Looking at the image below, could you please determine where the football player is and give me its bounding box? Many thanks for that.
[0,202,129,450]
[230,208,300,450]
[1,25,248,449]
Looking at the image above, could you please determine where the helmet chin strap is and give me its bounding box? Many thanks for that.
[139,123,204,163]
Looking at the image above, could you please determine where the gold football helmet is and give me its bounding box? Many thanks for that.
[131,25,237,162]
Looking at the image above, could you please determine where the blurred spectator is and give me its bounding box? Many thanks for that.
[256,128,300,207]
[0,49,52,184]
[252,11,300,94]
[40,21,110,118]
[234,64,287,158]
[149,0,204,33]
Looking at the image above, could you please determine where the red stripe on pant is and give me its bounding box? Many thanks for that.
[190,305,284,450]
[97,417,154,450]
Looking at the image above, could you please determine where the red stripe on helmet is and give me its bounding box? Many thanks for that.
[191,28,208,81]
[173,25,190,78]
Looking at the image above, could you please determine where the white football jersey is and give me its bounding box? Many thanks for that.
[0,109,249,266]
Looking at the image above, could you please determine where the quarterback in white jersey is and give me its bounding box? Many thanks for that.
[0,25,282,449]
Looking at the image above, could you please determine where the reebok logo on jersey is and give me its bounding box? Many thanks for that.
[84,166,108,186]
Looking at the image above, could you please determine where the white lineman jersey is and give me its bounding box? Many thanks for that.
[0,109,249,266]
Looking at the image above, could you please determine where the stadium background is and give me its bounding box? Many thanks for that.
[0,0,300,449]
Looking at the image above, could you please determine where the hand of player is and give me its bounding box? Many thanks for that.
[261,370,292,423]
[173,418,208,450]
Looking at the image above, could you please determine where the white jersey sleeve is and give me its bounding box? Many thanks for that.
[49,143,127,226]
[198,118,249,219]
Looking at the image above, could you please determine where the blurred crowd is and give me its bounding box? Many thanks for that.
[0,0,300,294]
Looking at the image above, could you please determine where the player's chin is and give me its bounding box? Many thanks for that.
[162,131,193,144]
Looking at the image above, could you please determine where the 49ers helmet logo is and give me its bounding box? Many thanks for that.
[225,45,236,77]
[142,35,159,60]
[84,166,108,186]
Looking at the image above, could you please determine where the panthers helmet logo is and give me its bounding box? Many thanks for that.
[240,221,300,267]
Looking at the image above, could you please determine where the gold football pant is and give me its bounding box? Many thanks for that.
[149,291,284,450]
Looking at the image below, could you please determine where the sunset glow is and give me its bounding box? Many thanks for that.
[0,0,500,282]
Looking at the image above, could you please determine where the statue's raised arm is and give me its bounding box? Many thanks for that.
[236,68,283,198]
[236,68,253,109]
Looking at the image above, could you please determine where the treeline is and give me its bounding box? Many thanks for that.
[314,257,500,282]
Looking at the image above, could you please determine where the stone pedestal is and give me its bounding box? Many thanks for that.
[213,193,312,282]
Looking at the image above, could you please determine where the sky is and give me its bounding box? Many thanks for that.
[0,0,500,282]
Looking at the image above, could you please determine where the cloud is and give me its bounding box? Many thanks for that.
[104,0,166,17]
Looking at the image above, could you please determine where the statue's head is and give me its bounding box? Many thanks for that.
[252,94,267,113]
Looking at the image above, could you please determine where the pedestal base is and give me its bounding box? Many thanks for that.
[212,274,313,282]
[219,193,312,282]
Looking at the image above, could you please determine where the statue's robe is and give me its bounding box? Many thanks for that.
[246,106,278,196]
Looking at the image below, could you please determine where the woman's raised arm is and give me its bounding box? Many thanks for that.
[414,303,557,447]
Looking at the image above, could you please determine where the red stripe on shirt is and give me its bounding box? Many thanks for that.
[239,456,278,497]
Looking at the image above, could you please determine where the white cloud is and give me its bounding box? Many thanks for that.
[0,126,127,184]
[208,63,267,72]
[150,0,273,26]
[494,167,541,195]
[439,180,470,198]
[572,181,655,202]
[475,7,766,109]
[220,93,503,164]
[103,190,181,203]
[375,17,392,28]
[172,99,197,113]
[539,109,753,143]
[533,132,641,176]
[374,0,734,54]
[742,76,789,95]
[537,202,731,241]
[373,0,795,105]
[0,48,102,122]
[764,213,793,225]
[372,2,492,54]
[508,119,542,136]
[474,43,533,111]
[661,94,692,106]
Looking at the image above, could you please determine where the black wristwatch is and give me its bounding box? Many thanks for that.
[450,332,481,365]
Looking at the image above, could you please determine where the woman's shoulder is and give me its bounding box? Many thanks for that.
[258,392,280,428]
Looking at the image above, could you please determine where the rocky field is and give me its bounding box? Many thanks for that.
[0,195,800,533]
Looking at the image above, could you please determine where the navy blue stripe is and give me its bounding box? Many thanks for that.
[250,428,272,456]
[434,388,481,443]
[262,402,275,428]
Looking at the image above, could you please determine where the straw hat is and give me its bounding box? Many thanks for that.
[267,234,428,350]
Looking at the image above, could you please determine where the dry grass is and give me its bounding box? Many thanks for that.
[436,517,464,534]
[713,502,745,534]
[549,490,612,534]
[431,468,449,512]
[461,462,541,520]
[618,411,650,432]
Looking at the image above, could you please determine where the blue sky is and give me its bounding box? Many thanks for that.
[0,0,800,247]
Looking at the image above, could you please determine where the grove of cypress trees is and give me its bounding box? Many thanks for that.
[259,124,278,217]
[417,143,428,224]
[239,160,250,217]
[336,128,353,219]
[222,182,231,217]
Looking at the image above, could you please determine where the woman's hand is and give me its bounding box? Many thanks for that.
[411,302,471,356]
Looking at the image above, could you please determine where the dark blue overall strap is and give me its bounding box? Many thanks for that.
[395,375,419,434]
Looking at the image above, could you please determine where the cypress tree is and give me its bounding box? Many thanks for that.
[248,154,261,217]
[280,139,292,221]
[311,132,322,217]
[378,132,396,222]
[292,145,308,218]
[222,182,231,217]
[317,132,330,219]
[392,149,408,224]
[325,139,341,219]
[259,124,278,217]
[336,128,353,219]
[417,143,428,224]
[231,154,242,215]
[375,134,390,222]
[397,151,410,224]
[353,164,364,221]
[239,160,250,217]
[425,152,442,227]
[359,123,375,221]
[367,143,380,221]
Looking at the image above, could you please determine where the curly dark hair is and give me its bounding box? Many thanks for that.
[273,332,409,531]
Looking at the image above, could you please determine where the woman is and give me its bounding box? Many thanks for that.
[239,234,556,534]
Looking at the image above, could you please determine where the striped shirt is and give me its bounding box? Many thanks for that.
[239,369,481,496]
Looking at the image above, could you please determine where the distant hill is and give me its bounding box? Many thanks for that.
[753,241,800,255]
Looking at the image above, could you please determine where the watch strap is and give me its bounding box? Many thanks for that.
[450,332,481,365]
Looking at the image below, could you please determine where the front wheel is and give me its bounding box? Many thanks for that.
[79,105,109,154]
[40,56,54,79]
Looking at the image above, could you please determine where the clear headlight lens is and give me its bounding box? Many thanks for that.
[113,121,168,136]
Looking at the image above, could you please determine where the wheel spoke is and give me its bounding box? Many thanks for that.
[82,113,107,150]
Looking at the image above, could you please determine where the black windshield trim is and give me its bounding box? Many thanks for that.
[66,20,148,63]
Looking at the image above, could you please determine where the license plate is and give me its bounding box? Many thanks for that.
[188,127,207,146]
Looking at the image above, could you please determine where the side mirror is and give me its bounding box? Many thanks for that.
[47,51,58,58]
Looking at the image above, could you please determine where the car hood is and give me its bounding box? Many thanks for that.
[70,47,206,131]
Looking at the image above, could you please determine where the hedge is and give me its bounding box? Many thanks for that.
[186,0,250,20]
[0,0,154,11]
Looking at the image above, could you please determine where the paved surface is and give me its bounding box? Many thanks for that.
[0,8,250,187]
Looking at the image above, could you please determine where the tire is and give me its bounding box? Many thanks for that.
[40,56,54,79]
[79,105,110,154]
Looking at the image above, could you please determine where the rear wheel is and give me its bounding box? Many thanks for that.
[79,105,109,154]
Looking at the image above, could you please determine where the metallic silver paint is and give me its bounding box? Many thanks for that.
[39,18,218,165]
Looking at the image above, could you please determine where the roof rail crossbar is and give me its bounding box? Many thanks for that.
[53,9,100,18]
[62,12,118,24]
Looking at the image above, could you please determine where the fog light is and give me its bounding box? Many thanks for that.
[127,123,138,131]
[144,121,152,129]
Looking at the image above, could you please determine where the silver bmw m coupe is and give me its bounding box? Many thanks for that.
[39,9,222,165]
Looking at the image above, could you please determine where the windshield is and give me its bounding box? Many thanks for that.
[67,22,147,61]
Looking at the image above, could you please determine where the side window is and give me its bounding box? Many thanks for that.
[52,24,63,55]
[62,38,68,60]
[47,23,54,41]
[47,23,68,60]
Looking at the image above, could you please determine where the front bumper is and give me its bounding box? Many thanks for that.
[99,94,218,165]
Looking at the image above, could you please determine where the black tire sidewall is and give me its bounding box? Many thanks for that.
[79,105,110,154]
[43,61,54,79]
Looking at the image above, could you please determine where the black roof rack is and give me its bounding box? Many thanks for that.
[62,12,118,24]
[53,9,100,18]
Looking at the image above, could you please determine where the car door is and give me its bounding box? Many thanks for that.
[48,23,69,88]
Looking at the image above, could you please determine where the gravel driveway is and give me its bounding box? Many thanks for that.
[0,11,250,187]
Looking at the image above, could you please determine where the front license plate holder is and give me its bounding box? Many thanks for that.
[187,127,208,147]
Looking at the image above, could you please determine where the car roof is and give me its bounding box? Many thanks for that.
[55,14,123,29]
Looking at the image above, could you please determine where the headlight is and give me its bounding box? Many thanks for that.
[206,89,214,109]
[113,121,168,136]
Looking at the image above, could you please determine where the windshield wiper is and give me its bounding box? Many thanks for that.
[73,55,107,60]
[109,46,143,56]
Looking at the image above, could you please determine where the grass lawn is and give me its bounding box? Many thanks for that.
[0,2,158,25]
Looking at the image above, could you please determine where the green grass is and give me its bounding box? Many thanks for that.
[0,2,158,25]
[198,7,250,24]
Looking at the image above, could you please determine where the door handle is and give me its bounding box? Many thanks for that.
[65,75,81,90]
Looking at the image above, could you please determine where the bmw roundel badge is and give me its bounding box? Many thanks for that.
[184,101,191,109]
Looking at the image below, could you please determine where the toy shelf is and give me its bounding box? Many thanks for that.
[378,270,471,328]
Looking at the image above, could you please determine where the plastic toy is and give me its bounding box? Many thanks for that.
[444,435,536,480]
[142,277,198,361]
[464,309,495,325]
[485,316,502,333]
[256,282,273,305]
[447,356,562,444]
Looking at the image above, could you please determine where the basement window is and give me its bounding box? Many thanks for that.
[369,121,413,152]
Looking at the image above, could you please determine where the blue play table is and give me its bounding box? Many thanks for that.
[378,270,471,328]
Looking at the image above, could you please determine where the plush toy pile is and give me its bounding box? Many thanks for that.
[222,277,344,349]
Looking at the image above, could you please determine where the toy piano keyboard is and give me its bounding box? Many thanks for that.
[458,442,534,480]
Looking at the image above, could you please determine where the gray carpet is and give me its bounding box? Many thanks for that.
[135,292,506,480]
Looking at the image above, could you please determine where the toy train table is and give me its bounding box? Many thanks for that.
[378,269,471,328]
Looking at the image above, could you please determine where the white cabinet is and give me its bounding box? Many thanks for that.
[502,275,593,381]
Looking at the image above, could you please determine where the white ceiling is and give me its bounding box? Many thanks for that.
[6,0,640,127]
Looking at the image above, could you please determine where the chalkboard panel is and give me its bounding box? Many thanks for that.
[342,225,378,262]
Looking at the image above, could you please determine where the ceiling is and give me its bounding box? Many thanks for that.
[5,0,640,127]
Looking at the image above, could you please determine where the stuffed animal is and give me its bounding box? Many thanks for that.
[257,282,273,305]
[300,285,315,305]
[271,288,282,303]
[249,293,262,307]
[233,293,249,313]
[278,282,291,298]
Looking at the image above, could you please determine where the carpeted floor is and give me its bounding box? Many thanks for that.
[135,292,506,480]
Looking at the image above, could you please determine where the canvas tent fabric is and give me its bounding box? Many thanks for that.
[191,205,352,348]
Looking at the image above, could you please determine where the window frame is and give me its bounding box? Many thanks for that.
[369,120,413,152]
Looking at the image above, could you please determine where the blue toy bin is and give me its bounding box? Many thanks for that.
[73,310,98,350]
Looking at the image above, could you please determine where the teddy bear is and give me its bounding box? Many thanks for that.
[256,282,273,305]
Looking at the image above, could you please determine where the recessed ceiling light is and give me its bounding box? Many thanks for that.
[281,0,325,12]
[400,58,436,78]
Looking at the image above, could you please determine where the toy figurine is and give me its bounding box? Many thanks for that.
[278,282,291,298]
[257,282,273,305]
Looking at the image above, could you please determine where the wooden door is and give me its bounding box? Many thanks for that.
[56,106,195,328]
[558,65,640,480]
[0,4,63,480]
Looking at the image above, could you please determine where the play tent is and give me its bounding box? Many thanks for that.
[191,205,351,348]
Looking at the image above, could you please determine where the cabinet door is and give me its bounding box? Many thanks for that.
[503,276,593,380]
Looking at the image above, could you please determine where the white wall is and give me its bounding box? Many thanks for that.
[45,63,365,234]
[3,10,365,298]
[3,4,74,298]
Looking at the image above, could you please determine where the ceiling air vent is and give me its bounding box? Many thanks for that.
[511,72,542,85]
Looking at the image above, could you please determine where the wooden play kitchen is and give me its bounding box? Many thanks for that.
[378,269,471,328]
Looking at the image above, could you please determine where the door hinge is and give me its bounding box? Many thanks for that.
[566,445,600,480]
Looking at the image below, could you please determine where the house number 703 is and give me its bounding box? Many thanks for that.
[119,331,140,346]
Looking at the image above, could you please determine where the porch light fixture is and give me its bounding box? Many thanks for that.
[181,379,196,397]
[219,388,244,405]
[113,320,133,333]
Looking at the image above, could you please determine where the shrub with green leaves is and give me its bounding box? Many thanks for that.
- - - - - - -
§ **PROBLEM**: Express everything in the records above from the line containing "the front wheel" down to the line containing "[47,51,58,58]", both included, as a JSON list of strings with one string per line and no blank lines.

§ **RESPONSE TO THE TASK**:
[
  "Looking at the image below, could you please determine where the front wheel is and give me its bounding box? Many thanks for that.",
  "[79,105,109,154]",
  "[40,56,54,79]",
  "Looking at the image above, could you please determine where the clear headlight lens is and give me its bounding box? Many thanks for that.",
  "[113,121,168,136]",
  "Looking at the image above, could you please determine where the wheel spoke is and give me its bounding box? Many thanks for that.",
  "[82,113,107,150]",
  "Looking at the image above, could you please determine where the black windshield trim is and give me its bounding box? Many thanks for that.",
  "[66,20,148,63]",
  "Looking at the image above, could you please determine where the license plate is and give me its bounding box? Many thanks for that.",
  "[188,127,207,146]",
  "Looking at the image above, could you please determine where the side mirror is and give me its bounding box? Many thanks for that.",
  "[47,51,58,58]"
]